Arbeitsauftrag 1 :: Wandle bitte sämtliche Einträge unten in eine Markdown-Tabelle mit den Spalten „Nr.“ und „Zeile“ um. Jede nicht leere Zeile der Einträge bekommt eine eigene Tabellenzeile mit fortlaufender Nummer.

Auszug ::

»»

# Eclipse - default package



## Pikador (30. Aug 2005)

Hallo.

Habe mir gestern Eclipse installiert und experimentiere ein Bisschen damit. 
Ich habe drei Projekte erstellt. In jedem Projekt ist nur eine Klasse. Dann habe ich versucht aus den Projekten 2 und 3 die Klassen zu dem Projekt 1 hinzuzufügen. Bei der Klasse von Projekt 2 war das kein Problem aber die Klasse von Projekt 3 kann ich nicht zu Projekt 1 hinzufügen. Ich muss dazu sagen dass ich für die Klasse 2 explizit ein Package definiert habe und bei der Klasse 3 hat Eclipse automatisch ein default Package erstellt.
Weiß jemand vielleicht wie man klassen in einem default Package in Projekten mehrfach benutzen kann?

««

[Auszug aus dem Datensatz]
»»

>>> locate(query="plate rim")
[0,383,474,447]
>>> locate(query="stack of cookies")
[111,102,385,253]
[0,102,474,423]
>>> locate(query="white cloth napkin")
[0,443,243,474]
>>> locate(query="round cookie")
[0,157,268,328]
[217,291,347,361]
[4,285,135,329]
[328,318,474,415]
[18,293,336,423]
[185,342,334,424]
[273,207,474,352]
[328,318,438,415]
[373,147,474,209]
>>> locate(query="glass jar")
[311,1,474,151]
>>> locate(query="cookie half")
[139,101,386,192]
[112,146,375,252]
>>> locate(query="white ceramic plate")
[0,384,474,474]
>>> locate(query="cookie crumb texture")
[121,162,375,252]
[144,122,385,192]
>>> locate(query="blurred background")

««

Arbeitsauftrag 2 :: Wiederhole aus dem Auszug oben zum default Package in Eclipse den Wortlaut, beginnend mit „Habe mir gestern“ und weiter bis einschließlich „mehrfach benutzen kann?“.

Vollständige Antwort 1 ::
| Nr. | Zeile |
|---|---|
| 1 | >>> locate(query="plate rim") |
| 2 | [0,383,474,447] |
| 3 | >>> locate(query="stack of cookies") |
| 4 | [111,102,385,253] |
| 5 | [0,102,474,423] |
| 6 | >>> locate(query="white cloth napkin") |
| 7 | [0,443,243,474] |
| 8 | >>> locate(query="round cookie") |
| 9 | [0,157,268,328] |
| 10 | [217,291,347,361] |
| 11 | [4,285,135,329] |
| 12 | [328,318,474,415] |
| 13 | [18,293,336,423] |
| 14 | [185,342,334,424] |
| 15 | [273,207,474,352] |
| 16 | [328,318,438,415] |
| 17 | [373,147,474,209] |
| 18 | >>> locate(query="glass jar") |
| 19 | [311,1,474,151] |
| 20 | >>> locate(query="cookie half") |
| 21 | [139,101,386,192] |
| 22 | [112,146,375,252] |
| 23 | >>> locate(query="white ceramic plate") |
| 24 | [0,384,474,474] |
| 25 | >>> locate(query="cookie crumb texture") |
| 26 | [121,162,375,252] |
| 27 | [144,122,385,192] |
| 28 | >>> locate(query="blurred background") |

Vollständige Antwort 2 ::
Habe mir gestern Eclipse installiert und experimentiere ein Bisschen damit. 
Ich habe drei Projekte erstellt. In jedem Projekt ist nur eine Klasse. Dann habe ich versucht aus den Projekten 2 und 3 die Klassen zu dem Projekt 1 hinzuzufügen. Bei der Klasse von Projekt 2 war das kein Problem aber die Klasse von Projekt 3 kann ich nicht zu Projekt 1 hinzufügen. Ich muss dazu sagen dass ich für die Klasse 2 explizit ein Package definiert habe und bei der Klasse 3 hat Eclipse automatisch ein default Package erstellt.
Weiß jemand vielleicht wie man klassen in einem default Package in Projekten mehrfach benutzen kann?